• [AIM] Carry over the data from its start through the line that contains "[[[194,292],[194,234],[154,234],[3,246],[1,282],[27,293]]]", requests included, adding 129 to every coordinate in the answers. Leave the pictures out.

<<<<

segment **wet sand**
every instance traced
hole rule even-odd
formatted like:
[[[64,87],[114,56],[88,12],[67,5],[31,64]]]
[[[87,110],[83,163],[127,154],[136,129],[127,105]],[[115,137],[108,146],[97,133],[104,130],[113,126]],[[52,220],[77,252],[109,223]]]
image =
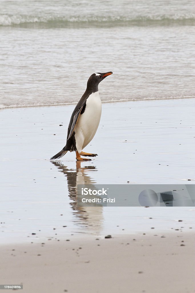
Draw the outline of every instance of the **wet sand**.
[[[194,292],[194,234],[154,234],[3,246],[1,282],[27,293]]]

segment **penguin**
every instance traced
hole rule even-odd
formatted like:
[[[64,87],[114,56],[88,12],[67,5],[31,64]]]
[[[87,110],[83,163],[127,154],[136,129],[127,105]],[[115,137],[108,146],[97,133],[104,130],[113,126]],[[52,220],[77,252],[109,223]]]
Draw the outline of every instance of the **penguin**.
[[[96,154],[82,151],[96,134],[101,114],[101,102],[99,95],[98,85],[106,76],[112,74],[111,71],[94,73],[89,77],[87,88],[75,108],[68,128],[66,144],[61,151],[50,160],[59,159],[69,151],[76,152],[77,161],[91,161],[84,156],[96,157]]]

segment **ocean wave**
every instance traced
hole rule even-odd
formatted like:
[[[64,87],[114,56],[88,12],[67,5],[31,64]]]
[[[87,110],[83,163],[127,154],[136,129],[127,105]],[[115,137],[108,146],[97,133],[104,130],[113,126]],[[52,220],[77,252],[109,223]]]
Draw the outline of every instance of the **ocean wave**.
[[[173,100],[180,99],[187,99],[195,98],[195,96],[179,96],[176,97],[166,97],[163,98],[149,97],[143,98],[138,98],[137,99],[114,99],[112,98],[109,100],[102,101],[102,103],[119,103],[121,102],[135,102],[136,101],[150,101],[155,100]],[[0,110],[6,108],[29,108],[31,107],[50,107],[53,106],[65,106],[68,105],[76,105],[77,102],[73,102],[71,103],[67,102],[65,103],[54,103],[50,104],[46,103],[34,103],[33,104],[21,104],[20,105],[0,105]]]
[[[141,15],[134,17],[95,15],[67,17],[48,15],[36,16],[0,14],[1,26],[49,28],[152,25],[195,25],[195,14]]]

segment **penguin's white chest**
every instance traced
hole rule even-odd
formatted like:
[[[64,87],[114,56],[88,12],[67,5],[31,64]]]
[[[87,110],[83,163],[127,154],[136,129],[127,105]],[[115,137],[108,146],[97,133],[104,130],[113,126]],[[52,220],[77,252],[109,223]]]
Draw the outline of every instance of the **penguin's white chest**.
[[[90,142],[97,131],[101,114],[101,102],[98,91],[87,99],[84,112],[80,115],[75,129],[77,149],[81,151]]]

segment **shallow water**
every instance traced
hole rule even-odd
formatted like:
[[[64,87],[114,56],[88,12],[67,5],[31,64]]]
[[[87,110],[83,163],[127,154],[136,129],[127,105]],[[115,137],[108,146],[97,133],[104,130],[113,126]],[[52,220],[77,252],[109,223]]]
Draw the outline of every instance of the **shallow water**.
[[[94,72],[103,101],[194,96],[189,0],[0,0],[0,107],[76,103]]]

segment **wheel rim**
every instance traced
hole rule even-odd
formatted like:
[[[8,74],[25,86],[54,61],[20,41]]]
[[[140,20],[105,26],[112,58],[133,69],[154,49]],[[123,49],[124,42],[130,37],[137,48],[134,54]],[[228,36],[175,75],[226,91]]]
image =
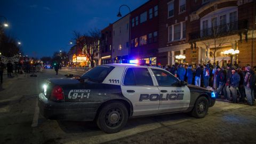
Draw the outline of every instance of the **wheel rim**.
[[[117,108],[109,109],[105,116],[105,122],[108,126],[115,127],[118,125],[123,119],[121,110]]]
[[[199,114],[205,113],[205,103],[203,101],[201,101],[197,106],[197,113]]]

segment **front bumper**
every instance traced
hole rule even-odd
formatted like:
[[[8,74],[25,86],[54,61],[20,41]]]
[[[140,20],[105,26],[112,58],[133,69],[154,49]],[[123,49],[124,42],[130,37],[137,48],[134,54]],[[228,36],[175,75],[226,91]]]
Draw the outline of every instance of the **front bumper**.
[[[39,94],[40,114],[49,119],[92,121],[94,119],[100,102],[57,102]]]

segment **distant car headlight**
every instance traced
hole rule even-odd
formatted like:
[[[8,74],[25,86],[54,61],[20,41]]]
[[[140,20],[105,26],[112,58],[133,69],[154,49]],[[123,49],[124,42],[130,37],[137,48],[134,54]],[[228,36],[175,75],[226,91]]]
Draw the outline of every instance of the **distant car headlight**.
[[[212,98],[215,98],[215,93],[214,92],[212,92],[211,94],[211,97]]]
[[[43,87],[44,88],[44,94],[45,95],[46,95],[47,85],[44,84],[44,85],[43,85]]]

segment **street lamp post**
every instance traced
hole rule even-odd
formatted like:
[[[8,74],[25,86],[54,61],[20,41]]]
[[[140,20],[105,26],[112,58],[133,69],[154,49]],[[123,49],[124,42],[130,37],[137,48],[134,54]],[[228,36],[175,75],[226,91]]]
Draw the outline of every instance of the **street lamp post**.
[[[175,58],[180,61],[180,63],[181,63],[181,61],[186,59],[186,56],[183,55],[176,55]]]
[[[121,5],[120,7],[119,7],[119,11],[117,15],[118,17],[122,17],[122,14],[121,14],[121,13],[120,12],[120,9],[122,6],[126,6],[128,8],[128,9],[129,9],[129,46],[128,47],[128,58],[127,58],[128,59],[127,60],[129,61],[130,60],[130,49],[130,49],[131,48],[131,44],[130,44],[130,42],[130,42],[131,41],[131,9],[130,9],[130,7],[128,6],[127,5],[125,5],[125,4]]]
[[[228,50],[225,51],[223,53],[226,55],[230,55],[230,59],[231,59],[231,63],[233,65],[233,56],[234,55],[238,54],[239,52],[239,51],[238,50],[234,50],[233,49],[230,49]]]

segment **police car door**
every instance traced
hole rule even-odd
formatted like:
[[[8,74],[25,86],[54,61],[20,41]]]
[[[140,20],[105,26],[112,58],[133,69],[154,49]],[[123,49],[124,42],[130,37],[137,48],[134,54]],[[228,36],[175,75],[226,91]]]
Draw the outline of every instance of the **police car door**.
[[[133,116],[157,113],[159,90],[149,69],[146,67],[127,68],[124,77],[122,92],[132,103]]]
[[[167,71],[151,68],[154,78],[160,92],[158,111],[169,113],[186,110],[189,106],[190,94],[187,86],[177,86],[180,81]]]

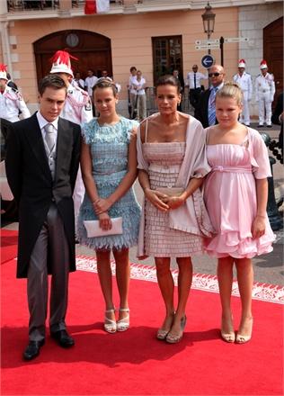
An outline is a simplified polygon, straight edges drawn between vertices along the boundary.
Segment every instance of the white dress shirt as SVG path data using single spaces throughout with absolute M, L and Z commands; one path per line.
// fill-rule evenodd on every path
M 55 148 L 53 151 L 56 151 L 57 141 L 58 141 L 58 117 L 56 120 L 54 120 L 52 122 L 49 122 L 40 114 L 40 111 L 39 111 L 36 115 L 40 128 L 43 141 L 45 141 L 45 135 L 46 135 L 46 131 L 44 130 L 45 126 L 49 123 L 51 123 L 53 125 L 54 133 L 55 133 Z
M 195 75 L 195 86 L 194 86 L 194 75 Z M 187 86 L 190 86 L 190 89 L 196 89 L 201 87 L 200 80 L 207 80 L 208 76 L 200 73 L 197 71 L 194 73 L 193 71 L 190 71 L 190 73 L 187 74 Z

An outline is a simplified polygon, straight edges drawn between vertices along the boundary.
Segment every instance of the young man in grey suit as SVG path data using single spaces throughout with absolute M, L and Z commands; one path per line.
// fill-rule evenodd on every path
M 49 274 L 50 335 L 62 347 L 74 345 L 65 317 L 68 274 L 75 270 L 72 194 L 81 130 L 59 117 L 67 96 L 61 77 L 45 76 L 39 94 L 39 112 L 10 126 L 5 160 L 19 208 L 17 277 L 27 278 L 30 322 L 25 360 L 36 357 L 45 342 Z
M 195 108 L 194 117 L 203 128 L 217 123 L 216 119 L 215 98 L 217 92 L 224 86 L 225 71 L 221 65 L 213 65 L 209 69 L 209 88 L 201 93 Z

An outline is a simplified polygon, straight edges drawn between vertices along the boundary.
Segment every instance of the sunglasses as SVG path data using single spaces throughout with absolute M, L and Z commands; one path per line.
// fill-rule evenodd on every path
M 209 73 L 209 77 L 213 77 L 213 76 L 215 76 L 215 77 L 218 77 L 221 74 L 222 74 L 222 73 Z

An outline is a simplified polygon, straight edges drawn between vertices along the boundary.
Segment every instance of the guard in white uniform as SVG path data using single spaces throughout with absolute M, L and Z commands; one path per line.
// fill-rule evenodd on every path
M 192 66 L 192 71 L 190 71 L 186 76 L 186 86 L 190 89 L 190 104 L 195 109 L 200 101 L 201 93 L 201 80 L 208 80 L 208 76 L 198 71 L 197 65 Z
M 53 64 L 50 73 L 56 73 L 60 76 L 67 86 L 67 96 L 60 117 L 82 126 L 84 122 L 89 122 L 93 119 L 92 103 L 87 92 L 79 88 L 79 86 L 71 85 L 74 76 L 71 69 L 70 58 L 75 58 L 68 52 L 57 51 L 52 58 Z M 84 186 L 82 180 L 81 168 L 79 167 L 73 194 L 75 230 L 84 195 Z
M 15 122 L 21 118 L 31 117 L 31 112 L 19 91 L 7 86 L 5 65 L 0 65 L 0 118 Z
M 253 96 L 253 83 L 249 73 L 244 71 L 245 60 L 240 59 L 238 63 L 239 72 L 234 76 L 233 80 L 239 85 L 243 92 L 243 112 L 240 118 L 240 122 L 250 126 L 250 108 L 249 102 Z
M 274 76 L 268 73 L 265 60 L 261 62 L 261 74 L 255 79 L 255 99 L 259 108 L 259 127 L 263 127 L 264 121 L 268 128 L 271 128 L 271 104 L 275 94 Z

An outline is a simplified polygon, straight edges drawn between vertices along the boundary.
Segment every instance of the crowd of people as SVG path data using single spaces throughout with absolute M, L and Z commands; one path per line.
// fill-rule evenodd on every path
M 275 236 L 266 213 L 267 148 L 258 131 L 245 124 L 242 86 L 226 82 L 220 65 L 209 69 L 210 87 L 204 93 L 200 84 L 205 76 L 189 76 L 191 90 L 198 90 L 191 93 L 192 103 L 200 94 L 195 118 L 178 110 L 178 73 L 162 76 L 155 86 L 158 112 L 146 117 L 146 80 L 133 67 L 129 93 L 138 122 L 118 113 L 119 87 L 107 73 L 97 78 L 90 70 L 86 92 L 80 76 L 75 78 L 67 52 L 58 51 L 52 61 L 50 74 L 40 83 L 39 111 L 33 115 L 19 94 L 8 90 L 13 104 L 22 105 L 23 118 L 8 125 L 5 155 L 19 210 L 17 277 L 28 283 L 29 343 L 23 358 L 38 356 L 45 343 L 49 274 L 50 335 L 61 347 L 75 345 L 66 313 L 68 274 L 75 270 L 75 238 L 95 252 L 106 332 L 129 328 L 129 250 L 138 246 L 139 259 L 155 257 L 164 304 L 157 339 L 182 340 L 191 256 L 208 253 L 218 260 L 221 338 L 248 342 L 253 322 L 252 258 L 271 252 Z M 196 65 L 192 68 L 198 73 Z M 6 84 L 4 67 L 0 73 L 0 84 Z M 144 191 L 142 210 L 133 190 L 137 177 Z M 179 269 L 176 304 L 172 258 Z M 234 266 L 242 308 L 236 333 L 230 304 Z

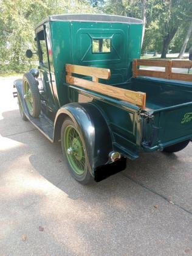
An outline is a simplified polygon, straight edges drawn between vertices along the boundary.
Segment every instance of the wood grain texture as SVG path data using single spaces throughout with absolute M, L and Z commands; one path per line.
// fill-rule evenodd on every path
M 66 64 L 66 70 L 68 74 L 69 74 L 69 73 L 75 73 L 91 76 L 93 77 L 93 80 L 95 80 L 95 82 L 97 80 L 98 81 L 98 78 L 109 80 L 111 77 L 111 71 L 108 68 Z
M 139 69 L 140 65 L 165 67 L 165 71 Z M 173 73 L 172 68 L 191 68 L 191 60 L 140 60 L 134 59 L 132 63 L 132 77 L 138 76 L 150 76 L 166 79 L 179 80 L 192 82 L 192 75 L 190 74 Z
M 138 105 L 142 108 L 145 108 L 145 93 L 130 91 L 71 76 L 66 76 L 66 82 L 122 101 L 128 101 Z
M 138 69 L 137 76 L 152 76 L 154 77 L 166 78 L 165 72 L 153 70 Z
M 137 59 L 137 66 L 166 66 L 168 65 L 167 60 L 140 60 Z

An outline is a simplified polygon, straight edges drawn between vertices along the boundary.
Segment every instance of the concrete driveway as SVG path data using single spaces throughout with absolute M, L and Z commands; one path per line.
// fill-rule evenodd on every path
M 83 187 L 0 80 L 1 255 L 192 255 L 192 143 Z

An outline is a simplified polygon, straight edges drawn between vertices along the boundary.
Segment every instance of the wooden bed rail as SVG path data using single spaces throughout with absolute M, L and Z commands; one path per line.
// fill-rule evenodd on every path
M 98 79 L 109 79 L 110 69 L 86 66 L 66 64 L 67 73 L 66 82 L 84 89 L 101 93 L 105 95 L 128 101 L 140 108 L 145 108 L 146 93 L 131 91 L 98 82 Z M 72 73 L 92 77 L 92 81 L 72 76 Z
M 162 66 L 165 68 L 165 71 L 145 70 L 138 68 L 139 66 Z M 182 80 L 192 82 L 192 74 L 172 72 L 172 68 L 191 68 L 191 60 L 141 60 L 135 59 L 132 62 L 132 76 L 151 76 L 166 79 Z

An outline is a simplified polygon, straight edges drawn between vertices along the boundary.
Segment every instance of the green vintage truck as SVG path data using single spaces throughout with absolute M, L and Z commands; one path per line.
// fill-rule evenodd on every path
M 61 141 L 83 184 L 123 170 L 126 158 L 177 152 L 192 138 L 192 75 L 172 69 L 192 62 L 140 60 L 142 33 L 132 18 L 50 16 L 35 28 L 39 66 L 14 82 L 23 120 Z

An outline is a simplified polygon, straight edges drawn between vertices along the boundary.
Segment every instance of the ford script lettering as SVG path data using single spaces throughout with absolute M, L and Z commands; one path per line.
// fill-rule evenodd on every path
M 190 122 L 191 120 L 192 120 L 192 112 L 186 113 L 184 115 L 184 117 L 182 119 L 181 123 L 184 124 L 185 123 Z

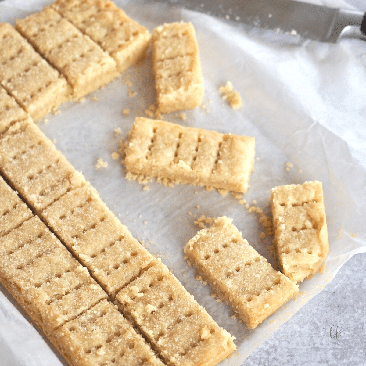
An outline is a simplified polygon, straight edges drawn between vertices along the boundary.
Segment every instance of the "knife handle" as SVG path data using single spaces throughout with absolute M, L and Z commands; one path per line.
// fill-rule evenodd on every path
M 361 27 L 360 28 L 362 34 L 366 36 L 366 13 L 365 13 L 363 15 L 363 19 L 362 19 L 362 23 L 361 23 Z

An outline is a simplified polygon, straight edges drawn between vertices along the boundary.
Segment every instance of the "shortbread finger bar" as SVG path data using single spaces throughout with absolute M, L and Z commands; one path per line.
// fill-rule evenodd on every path
M 0 238 L 0 279 L 48 336 L 107 296 L 36 216 Z
M 116 62 L 51 8 L 15 22 L 16 29 L 63 74 L 77 99 L 118 76 Z
M 322 183 L 276 187 L 271 191 L 271 206 L 283 273 L 302 281 L 318 270 L 329 250 Z
M 85 182 L 29 120 L 0 134 L 0 171 L 38 213 Z
M 163 366 L 122 314 L 103 300 L 56 331 L 71 365 Z
M 27 119 L 28 114 L 0 85 L 0 134 L 15 122 Z
M 251 329 L 298 292 L 243 238 L 232 219 L 219 217 L 184 247 L 197 272 Z
M 33 216 L 28 206 L 0 176 L 0 237 Z
M 245 193 L 254 149 L 253 137 L 138 117 L 125 161 L 135 174 Z
M 169 113 L 199 105 L 205 87 L 192 24 L 181 22 L 160 26 L 153 33 L 152 47 L 159 112 Z
M 230 334 L 158 260 L 116 298 L 167 364 L 215 365 L 236 348 Z
M 89 184 L 68 193 L 42 216 L 112 297 L 154 258 Z
M 36 120 L 69 98 L 65 78 L 10 24 L 0 24 L 0 83 Z
M 108 52 L 120 72 L 145 57 L 149 31 L 109 0 L 57 0 L 52 6 Z

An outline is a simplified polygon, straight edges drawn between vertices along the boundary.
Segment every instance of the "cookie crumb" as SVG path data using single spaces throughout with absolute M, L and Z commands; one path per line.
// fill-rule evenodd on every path
M 242 106 L 242 97 L 236 90 L 234 90 L 232 84 L 228 81 L 226 85 L 220 86 L 219 92 L 221 94 L 221 97 L 227 102 L 229 105 L 233 109 L 236 109 Z
M 99 158 L 97 162 L 95 165 L 95 167 L 97 169 L 99 169 L 100 168 L 107 168 L 108 166 L 108 163 L 105 161 L 101 158 Z

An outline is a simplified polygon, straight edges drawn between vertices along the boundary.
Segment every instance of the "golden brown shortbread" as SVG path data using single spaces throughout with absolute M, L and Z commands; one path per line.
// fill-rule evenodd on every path
M 254 169 L 255 145 L 253 137 L 138 117 L 125 162 L 135 174 L 245 193 Z
M 317 181 L 271 190 L 274 244 L 283 273 L 299 282 L 314 274 L 329 250 L 322 185 Z
M 296 295 L 299 286 L 275 270 L 225 216 L 184 247 L 198 273 L 251 329 Z

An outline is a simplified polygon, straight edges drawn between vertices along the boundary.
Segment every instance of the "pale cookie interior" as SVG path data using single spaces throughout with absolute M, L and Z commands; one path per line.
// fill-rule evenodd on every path
M 167 113 L 199 105 L 205 87 L 194 28 L 165 24 L 153 33 L 153 71 L 158 110 Z
M 128 172 L 245 193 L 254 139 L 137 117 L 125 150 Z
M 297 293 L 243 239 L 232 220 L 219 217 L 187 243 L 184 253 L 215 293 L 248 328 L 255 328 Z
M 329 250 L 321 182 L 271 191 L 274 243 L 283 273 L 298 282 L 315 273 Z

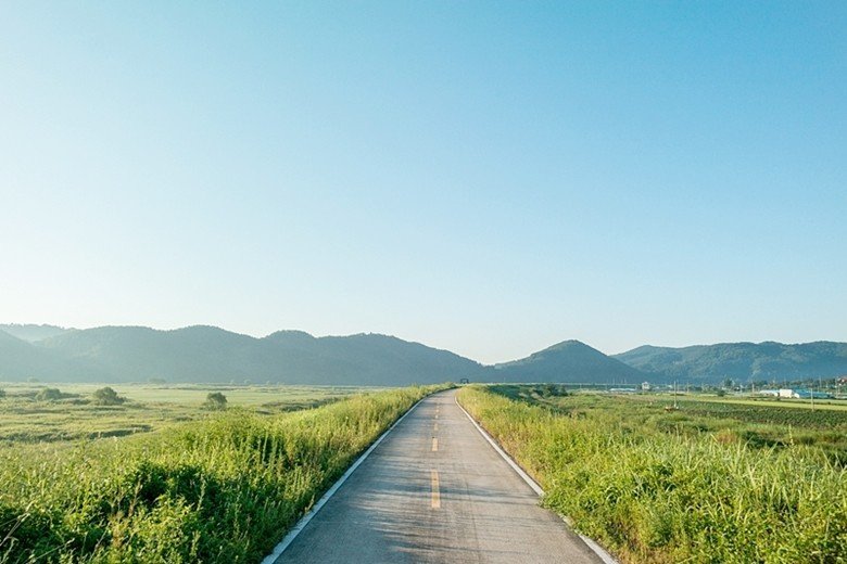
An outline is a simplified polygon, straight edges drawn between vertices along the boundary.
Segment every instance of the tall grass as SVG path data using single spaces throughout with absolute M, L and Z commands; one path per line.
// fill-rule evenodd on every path
M 0 562 L 256 562 L 434 387 L 143 437 L 0 450 Z
M 480 388 L 458 397 L 547 507 L 624 562 L 847 562 L 847 474 L 818 448 L 633 431 Z

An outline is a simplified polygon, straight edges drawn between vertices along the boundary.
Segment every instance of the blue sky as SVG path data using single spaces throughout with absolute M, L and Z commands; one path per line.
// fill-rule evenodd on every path
M 0 3 L 0 322 L 847 341 L 844 2 Z

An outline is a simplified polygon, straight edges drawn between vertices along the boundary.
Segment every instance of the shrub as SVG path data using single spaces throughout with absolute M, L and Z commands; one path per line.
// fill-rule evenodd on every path
M 203 409 L 220 411 L 227 409 L 227 397 L 220 392 L 213 392 L 206 396 L 203 402 Z
M 0 563 L 260 562 L 356 456 L 435 389 L 275 416 L 223 412 L 75 449 L 0 449 Z
M 117 395 L 117 392 L 106 386 L 94 392 L 94 403 L 100 406 L 119 406 L 126 398 Z
M 59 388 L 42 388 L 36 394 L 36 399 L 38 401 L 55 401 L 62 399 L 62 393 Z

>>>>

• [FINAL RESULT]
segment **wet sand**
every instance traced
hole rule even-odd
formatted like:
[[[64,87],[114,56],[88,12],[67,5],[31,64]]]
[[[87,110],[83,163],[127,154],[136,129],[127,105]],[[115,137],[108,146],[97,133],[104,130],[113,126]],[[52,220],[77,252],[109,223]]]
image =
Draw the outline of every instance of the **wet sand**.
[[[323,421],[323,363],[283,363],[132,375],[130,411],[156,422]]]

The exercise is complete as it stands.